### TESTO:
# # # # # # #

I social, i risparmiatori, Twitter. Mancano giusto alieni e cavallette tra i motivi indicati dalla dirigenza di Credit Suisse per spiegare il collasso della banca. Inesistenti assunzioni di responsabilità e riconoscimenti degli errori passati per manager che sono comunque riuscirti a farsi confermare i bonus, nonostante le ingenti risorse che il governo, e quindi i cittadini svizzeri, pagheranno per salvare il salvabile. Il governo elvetico si è impegnato a far fronte ad eventuali perdite risultati dall’operazione con Ubs fino a 100 miliardi di franchi, un terzo del Pil del paese. Ossia una spesa potenziale di 12milla e 500 franchi svizzeri per ogni cittadino della confederazione.

# # # # # # #

Parte di un file di dati
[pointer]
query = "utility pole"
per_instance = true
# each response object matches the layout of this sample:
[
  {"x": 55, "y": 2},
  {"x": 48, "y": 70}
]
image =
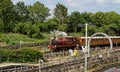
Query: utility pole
[{"x": 86, "y": 48}]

# # # # # # #

### OBIETTIVO A:
In una-tre frasi, spieghi da che cosa deriva, secondo il testo sul collasso di Credit Suisse, la "spesa potenziale" indicata per ogni cittadino della confederazione.
### OBIETTIVO B:
Raccolga tutte le righe dei record che contengono la parola "utility".
Il testo e i record non hanno alcun legame tra loro.

### RISULTATO A:
La spesa potenziale deriva dall'impegno del governo elvetico a far fronte a eventuali perdite risultanti dall'operazione con Ubs fino a 100 miliardi di franchi, pari a un terzo del Pil del paese. Ripartito su ogni cittadino della confederazione, tale impegno corrisponde a 12.500 franchi svizzeri a testa.

### RISULTATO B:
query = "utility pole"
Query: utility pole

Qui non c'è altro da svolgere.